• **JOB 1**
In the tire patent passage, what thickness range does claim 2 give for the ribbon-like rubber member?

• **PASSAGE GIVEN**

2. The pneumatic tire according to claim 1, wherein the ribbon-like
rubber member has a thickness of 0.5 mm to 2 mm and a width of 5 mm
to 15 mm.
3. The pneumatic tire according to claim 1, wherein an end in a
width direction of the ribbon-like rubber member has a thickness
smaller than a center part.
4. The pneumatic tire according to claim 3, wherein the end in the
width direction is cut away at a corner part of a tread
surface.
5. An arrangement structure of a pneumatic tire, comprising a tread
formed by winding a ribbon-like rubber member in a tire
circumferential direction in spirals so as to be partially
overlapped in a width direction, wherein a tire is mounted on a
vehicle so that spiral winding of the ribbon-like rubber member is
directed from the inside toward the outside when being mounted.
6. A manufacturing method of a pneumatic tire comprising: a
lamination molding process for winding ribbon-like rubber members
in a tire circumferential direction in spirals so as to be
partially overlapped in a tire width direction; a process of
stitching the ribbon-like rubber members partially overlapped in
winding in a direction opposite to the lamination molding direction
of the ribbon members after lamination of the ribbon-like rubber
members.
7. The pneumatic tire according to claim 2, wherein an end in a
width direction of the ribbon-like rubber member has a thickness
smaller than a center part.
Description
TECHNICAL FIELD
[0001] The present invention relates to a pneumatic tire and
particularly to a pneumatic tire, arrangement structure and
manufacturing method of the tire that can maintain high-speed
durability and improve abrasion mainly in a high-performance radial
tire.

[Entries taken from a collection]

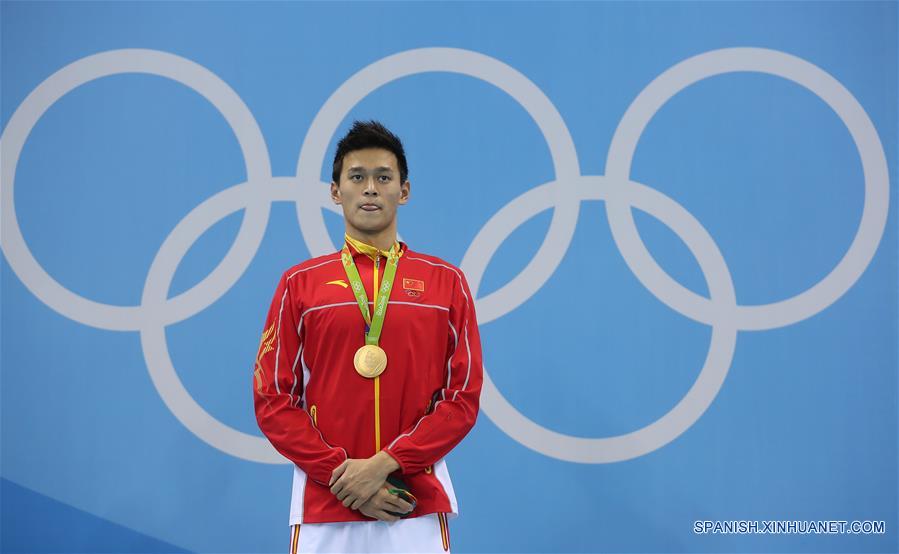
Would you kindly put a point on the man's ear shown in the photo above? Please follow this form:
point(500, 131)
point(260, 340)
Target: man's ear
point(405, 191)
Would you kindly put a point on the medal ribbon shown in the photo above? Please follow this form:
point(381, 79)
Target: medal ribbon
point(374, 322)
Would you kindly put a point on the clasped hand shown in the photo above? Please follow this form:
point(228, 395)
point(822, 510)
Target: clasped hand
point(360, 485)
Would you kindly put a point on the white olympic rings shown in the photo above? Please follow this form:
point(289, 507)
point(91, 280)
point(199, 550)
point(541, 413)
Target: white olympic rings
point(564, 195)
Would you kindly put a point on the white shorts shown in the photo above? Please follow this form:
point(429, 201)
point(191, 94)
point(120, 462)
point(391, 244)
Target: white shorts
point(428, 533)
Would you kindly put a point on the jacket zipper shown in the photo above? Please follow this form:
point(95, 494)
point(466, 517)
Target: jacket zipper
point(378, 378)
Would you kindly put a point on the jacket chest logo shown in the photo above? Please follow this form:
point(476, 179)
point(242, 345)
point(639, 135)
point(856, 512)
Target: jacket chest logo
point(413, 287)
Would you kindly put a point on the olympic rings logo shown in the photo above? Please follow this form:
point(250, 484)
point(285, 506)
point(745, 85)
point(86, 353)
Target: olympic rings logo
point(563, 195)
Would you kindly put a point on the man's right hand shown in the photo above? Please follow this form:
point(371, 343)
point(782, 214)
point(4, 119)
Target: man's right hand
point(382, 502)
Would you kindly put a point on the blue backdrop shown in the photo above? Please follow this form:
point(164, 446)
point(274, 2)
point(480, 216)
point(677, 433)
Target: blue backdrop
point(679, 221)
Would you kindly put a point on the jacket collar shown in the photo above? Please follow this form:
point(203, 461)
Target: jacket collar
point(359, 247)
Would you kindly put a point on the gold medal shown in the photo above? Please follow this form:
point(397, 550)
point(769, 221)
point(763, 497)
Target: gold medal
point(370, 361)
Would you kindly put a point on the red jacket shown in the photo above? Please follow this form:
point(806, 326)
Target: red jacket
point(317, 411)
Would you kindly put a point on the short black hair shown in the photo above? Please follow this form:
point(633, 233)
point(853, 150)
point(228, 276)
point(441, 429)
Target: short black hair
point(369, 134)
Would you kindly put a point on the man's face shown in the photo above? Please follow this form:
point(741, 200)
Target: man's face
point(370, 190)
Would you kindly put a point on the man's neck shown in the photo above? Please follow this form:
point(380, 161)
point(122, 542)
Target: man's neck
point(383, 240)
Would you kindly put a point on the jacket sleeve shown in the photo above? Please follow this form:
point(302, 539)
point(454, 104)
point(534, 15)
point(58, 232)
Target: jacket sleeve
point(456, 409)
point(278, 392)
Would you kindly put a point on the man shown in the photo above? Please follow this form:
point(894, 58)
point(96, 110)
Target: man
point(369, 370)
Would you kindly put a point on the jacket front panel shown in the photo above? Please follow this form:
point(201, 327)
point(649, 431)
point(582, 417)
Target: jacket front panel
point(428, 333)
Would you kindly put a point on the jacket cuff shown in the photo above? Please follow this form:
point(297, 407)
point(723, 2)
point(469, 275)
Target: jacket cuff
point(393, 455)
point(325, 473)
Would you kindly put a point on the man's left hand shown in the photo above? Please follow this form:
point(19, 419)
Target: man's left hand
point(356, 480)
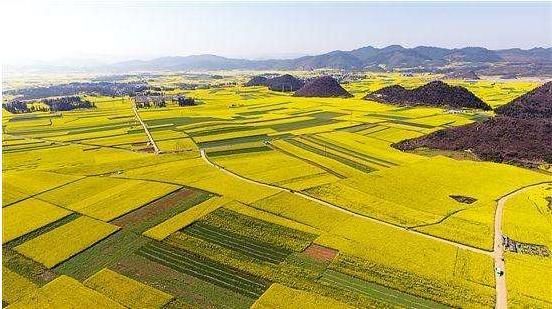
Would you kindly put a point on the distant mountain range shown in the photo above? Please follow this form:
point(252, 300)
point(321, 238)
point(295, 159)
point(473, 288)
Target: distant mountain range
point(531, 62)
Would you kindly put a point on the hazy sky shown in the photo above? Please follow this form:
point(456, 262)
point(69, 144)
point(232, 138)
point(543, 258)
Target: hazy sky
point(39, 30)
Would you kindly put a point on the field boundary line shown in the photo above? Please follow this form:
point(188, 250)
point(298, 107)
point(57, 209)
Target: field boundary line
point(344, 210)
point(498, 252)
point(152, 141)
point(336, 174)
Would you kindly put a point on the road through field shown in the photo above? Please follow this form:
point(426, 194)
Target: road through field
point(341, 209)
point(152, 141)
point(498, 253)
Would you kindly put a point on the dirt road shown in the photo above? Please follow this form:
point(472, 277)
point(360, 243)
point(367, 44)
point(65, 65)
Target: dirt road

• **JOB 2**
Switch "jacket" to "coat" in the rows across the stretch from the start of the rows through the line that contains "point(413, 287)", leaving everything else unchanged. Return only that stretch, without the pictures.

• **COMPLETE RESPONSE 1**
0.5 mm to 2 mm

• **COMPLETE RESPONSE 2**
Would you kindly put a point on the man's ear shown in the photo above? Please follow this form:
point(500, 131)
point(260, 340)
Target: man's ear
point(405, 191)
Would you kindly put a point on the medal ribbon shown in the photo above? Please follow this form:
point(381, 79)
Target: medal ribbon
point(374, 322)
Would you kindly put a point on the clasped hand shown in the photo above? Please follow this form:
point(228, 395)
point(822, 510)
Target: clasped hand
point(360, 485)
Would you kindly put a point on the white olympic rings shown in the photo above? Please follow this form:
point(289, 507)
point(91, 280)
point(199, 550)
point(541, 413)
Target: white olympic rings
point(564, 195)
Would you kindly put a point on the white shorts shown in the photo above? Please follow this form:
point(429, 201)
point(191, 94)
point(120, 462)
point(391, 244)
Target: white shorts
point(428, 533)
Would you kindly put a point on the coat zipper shown in the photo above? Please follow this form:
point(95, 494)
point(466, 517)
Target: coat zipper
point(378, 378)
Would you kindly put a point on the coat chest logo shown in the photo above? Please follow this form:
point(476, 179)
point(242, 345)
point(639, 135)
point(856, 512)
Target: coat chest logo
point(413, 287)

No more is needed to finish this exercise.